Set task:
Copy out, line for line and unaltered, the stretch of records below from the line containing "eyebrow as a single marker per instance." through the line containing "point(250, 151)".

(Entries from a point annotation set)
----------------

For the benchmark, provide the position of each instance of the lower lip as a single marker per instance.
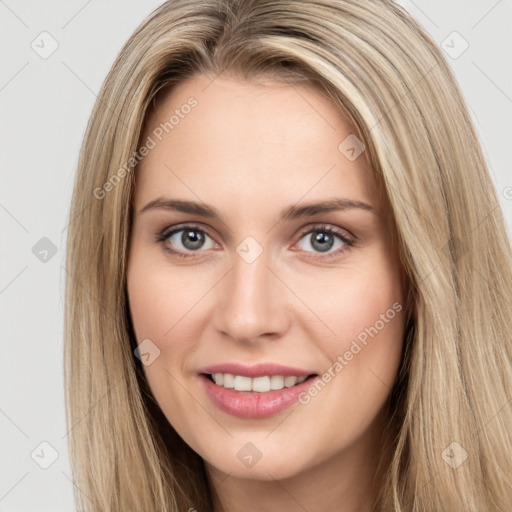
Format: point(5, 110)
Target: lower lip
point(251, 404)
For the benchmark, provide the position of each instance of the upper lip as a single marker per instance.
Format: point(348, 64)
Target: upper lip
point(257, 370)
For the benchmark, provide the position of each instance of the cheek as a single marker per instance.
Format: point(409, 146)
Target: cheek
point(364, 314)
point(160, 298)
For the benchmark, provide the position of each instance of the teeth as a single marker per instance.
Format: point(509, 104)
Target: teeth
point(257, 384)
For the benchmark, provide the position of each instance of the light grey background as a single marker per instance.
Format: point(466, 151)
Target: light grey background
point(45, 104)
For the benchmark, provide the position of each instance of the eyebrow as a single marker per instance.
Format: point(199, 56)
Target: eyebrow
point(291, 212)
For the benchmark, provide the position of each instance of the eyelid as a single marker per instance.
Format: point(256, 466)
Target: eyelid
point(346, 237)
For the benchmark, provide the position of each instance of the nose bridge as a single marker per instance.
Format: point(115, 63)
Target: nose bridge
point(250, 303)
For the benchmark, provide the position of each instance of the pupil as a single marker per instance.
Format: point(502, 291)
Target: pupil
point(192, 239)
point(324, 239)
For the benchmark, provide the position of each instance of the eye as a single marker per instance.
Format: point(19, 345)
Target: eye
point(323, 238)
point(187, 239)
point(183, 241)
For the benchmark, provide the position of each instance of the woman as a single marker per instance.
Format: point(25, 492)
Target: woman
point(216, 358)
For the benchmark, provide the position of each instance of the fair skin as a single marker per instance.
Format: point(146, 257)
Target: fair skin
point(250, 151)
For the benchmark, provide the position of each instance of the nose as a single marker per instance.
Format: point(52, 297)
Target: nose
point(251, 302)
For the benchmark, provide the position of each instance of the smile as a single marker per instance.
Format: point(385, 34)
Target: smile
point(256, 384)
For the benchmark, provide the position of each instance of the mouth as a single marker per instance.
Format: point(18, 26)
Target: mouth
point(262, 384)
point(254, 397)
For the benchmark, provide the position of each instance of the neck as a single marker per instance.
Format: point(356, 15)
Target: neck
point(348, 481)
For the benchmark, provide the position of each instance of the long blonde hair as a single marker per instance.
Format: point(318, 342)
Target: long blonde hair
point(451, 419)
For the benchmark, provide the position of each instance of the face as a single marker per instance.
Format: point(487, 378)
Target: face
point(233, 272)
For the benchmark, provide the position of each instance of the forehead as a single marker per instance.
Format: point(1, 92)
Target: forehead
point(241, 140)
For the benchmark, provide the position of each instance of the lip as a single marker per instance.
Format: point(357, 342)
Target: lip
point(257, 370)
point(251, 404)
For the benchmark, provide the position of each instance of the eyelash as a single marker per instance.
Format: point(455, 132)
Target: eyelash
point(349, 242)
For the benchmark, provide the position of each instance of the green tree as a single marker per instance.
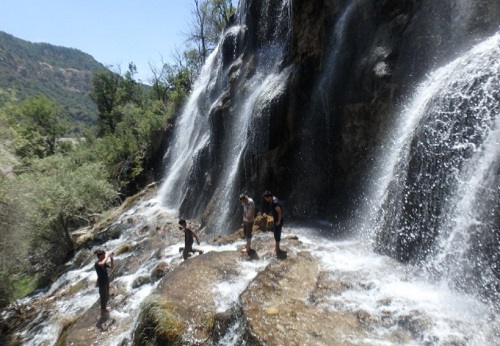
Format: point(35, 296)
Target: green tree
point(40, 124)
point(62, 193)
point(210, 17)
point(104, 93)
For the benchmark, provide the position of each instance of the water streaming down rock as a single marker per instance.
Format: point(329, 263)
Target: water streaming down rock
point(435, 193)
point(441, 205)
point(224, 126)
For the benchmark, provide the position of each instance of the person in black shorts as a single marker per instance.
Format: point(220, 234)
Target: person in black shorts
point(278, 219)
point(248, 220)
point(101, 267)
point(189, 237)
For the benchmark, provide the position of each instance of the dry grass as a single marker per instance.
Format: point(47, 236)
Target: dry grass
point(167, 324)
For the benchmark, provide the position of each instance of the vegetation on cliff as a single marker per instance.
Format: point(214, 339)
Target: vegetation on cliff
point(78, 138)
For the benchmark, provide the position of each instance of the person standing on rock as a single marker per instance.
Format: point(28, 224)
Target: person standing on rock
point(278, 219)
point(248, 220)
point(189, 237)
point(101, 267)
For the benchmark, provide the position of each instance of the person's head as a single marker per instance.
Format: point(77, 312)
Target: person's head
point(100, 253)
point(182, 223)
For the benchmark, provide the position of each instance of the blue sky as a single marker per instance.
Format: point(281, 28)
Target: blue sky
point(113, 32)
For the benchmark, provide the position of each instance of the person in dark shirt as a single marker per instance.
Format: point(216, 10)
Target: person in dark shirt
point(278, 219)
point(101, 267)
point(189, 237)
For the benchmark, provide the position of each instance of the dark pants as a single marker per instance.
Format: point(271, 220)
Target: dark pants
point(277, 230)
point(247, 229)
point(104, 294)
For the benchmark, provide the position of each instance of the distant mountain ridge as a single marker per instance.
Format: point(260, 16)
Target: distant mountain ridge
point(62, 74)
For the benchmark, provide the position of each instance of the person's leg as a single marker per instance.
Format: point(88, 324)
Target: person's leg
point(277, 237)
point(104, 296)
point(247, 229)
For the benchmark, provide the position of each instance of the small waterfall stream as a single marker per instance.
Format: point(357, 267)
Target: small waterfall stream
point(433, 196)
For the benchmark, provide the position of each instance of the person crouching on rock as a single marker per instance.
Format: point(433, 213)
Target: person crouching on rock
point(101, 267)
point(189, 237)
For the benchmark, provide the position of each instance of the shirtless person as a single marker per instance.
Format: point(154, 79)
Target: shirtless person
point(189, 237)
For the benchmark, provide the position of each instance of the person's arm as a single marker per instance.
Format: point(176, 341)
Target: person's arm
point(278, 210)
point(111, 262)
point(105, 259)
point(196, 237)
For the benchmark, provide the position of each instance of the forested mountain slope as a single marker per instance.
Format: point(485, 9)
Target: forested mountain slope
point(62, 74)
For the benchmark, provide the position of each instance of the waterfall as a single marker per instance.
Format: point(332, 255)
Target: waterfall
point(203, 135)
point(439, 189)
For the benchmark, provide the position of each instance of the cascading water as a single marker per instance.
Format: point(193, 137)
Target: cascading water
point(440, 189)
point(196, 135)
point(434, 203)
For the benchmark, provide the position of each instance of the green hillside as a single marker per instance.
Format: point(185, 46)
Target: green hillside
point(62, 74)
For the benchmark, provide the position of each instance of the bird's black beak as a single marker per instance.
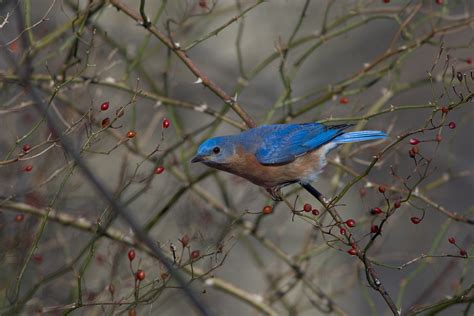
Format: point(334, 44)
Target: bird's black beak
point(198, 158)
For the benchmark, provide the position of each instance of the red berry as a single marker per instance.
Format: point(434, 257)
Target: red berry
point(159, 170)
point(350, 222)
point(166, 123)
point(382, 189)
point(414, 141)
point(131, 255)
point(415, 220)
point(140, 275)
point(104, 106)
point(195, 254)
point(105, 122)
point(203, 4)
point(374, 229)
point(376, 211)
point(184, 240)
point(352, 252)
point(344, 100)
point(267, 209)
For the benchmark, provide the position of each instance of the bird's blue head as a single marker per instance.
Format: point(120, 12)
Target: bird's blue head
point(215, 151)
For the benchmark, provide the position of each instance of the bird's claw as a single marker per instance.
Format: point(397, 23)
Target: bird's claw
point(275, 192)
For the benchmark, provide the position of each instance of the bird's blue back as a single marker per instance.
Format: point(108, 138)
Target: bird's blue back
point(282, 143)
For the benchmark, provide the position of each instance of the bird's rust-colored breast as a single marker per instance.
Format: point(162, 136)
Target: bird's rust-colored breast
point(246, 165)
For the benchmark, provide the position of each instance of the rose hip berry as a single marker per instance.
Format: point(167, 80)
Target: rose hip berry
point(376, 211)
point(414, 141)
point(267, 209)
point(374, 229)
point(140, 275)
point(166, 123)
point(195, 254)
point(159, 170)
point(415, 220)
point(105, 122)
point(104, 106)
point(131, 255)
point(350, 222)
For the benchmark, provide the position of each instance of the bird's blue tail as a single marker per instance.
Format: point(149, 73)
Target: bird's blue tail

----------------

Answer below:
For the benchmark, provide the position of each instance of the eyebrow as a single marker per instance.
Format: point(199, 56)
Target: eyebrow
point(291, 212)
For the benchmark, provide the position of each instance of the eyelid as a single marker per instance.
Format: point(256, 466)
Target: eyelid
point(346, 237)
For the benchmark, provide the position of each instance of the nose bridge as a single marker per instance.
Format: point(115, 63)
Target: nose bridge
point(250, 303)
For the benchmark, provide the position of each instance of the pupil as a single marker per instance.
Format: point(502, 291)
Target: pupil
point(192, 239)
point(324, 239)
For the benchmark, provide the position of each instance of the eye as a single marker per instance.
Format: point(19, 345)
Target: eye
point(323, 238)
point(187, 239)
point(183, 241)
For the benchmark, provide the position of each instance of the woman as a single marker per instance.
Format: point(25, 492)
Target: woman
point(216, 358)
For the benchmark, provide the position of each instance of the fair skin as a single marker per instance.
Format: point(146, 257)
Target: fair skin
point(250, 151)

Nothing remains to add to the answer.